Items from a dataset:
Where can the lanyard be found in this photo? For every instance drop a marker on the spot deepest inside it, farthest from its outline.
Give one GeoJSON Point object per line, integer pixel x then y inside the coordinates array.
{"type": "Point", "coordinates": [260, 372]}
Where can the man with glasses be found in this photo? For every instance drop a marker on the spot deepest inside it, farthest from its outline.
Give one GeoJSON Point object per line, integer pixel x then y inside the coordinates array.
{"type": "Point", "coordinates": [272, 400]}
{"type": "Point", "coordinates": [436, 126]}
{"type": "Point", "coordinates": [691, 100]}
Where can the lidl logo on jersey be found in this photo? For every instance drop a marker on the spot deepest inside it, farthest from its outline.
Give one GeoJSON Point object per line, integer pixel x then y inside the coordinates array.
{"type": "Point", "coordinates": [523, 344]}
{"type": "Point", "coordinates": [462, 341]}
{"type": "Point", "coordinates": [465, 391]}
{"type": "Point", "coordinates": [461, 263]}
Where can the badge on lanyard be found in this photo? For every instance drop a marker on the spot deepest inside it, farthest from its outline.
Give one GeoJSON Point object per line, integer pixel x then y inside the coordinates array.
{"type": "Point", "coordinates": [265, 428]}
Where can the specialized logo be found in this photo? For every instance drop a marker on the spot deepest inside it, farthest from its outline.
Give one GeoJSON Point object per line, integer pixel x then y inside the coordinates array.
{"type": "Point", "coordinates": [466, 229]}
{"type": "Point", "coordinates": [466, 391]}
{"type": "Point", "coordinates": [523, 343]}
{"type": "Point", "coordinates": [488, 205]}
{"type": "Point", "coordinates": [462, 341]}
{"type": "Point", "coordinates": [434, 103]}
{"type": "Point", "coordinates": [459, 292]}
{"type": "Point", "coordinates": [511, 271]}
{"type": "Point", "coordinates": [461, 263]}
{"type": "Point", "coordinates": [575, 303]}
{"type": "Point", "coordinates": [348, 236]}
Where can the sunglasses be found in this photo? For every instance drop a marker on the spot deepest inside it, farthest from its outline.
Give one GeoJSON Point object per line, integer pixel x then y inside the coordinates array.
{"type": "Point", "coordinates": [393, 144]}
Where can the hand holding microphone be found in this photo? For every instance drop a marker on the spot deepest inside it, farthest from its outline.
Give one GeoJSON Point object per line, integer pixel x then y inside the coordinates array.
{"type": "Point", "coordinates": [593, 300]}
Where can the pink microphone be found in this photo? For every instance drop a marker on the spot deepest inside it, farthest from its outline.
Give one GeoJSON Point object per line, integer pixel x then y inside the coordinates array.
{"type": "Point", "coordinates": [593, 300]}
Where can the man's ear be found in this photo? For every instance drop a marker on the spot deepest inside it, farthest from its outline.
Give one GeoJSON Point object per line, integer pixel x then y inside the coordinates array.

• [YOUR INSTRUCTIONS] Locate the word "logo" in the entries, and copy every line where it is found.

• [RESPONSE TO THIS EXERCISE]
Where can the lidl logo on jersey be found in this photo? For every instance drop a marker on the spot deepest inside it, farthest from its outline.
Where can the specialized logo be found in this photo? For every instance drop a marker on the spot deepest inside it, farthest from its outline.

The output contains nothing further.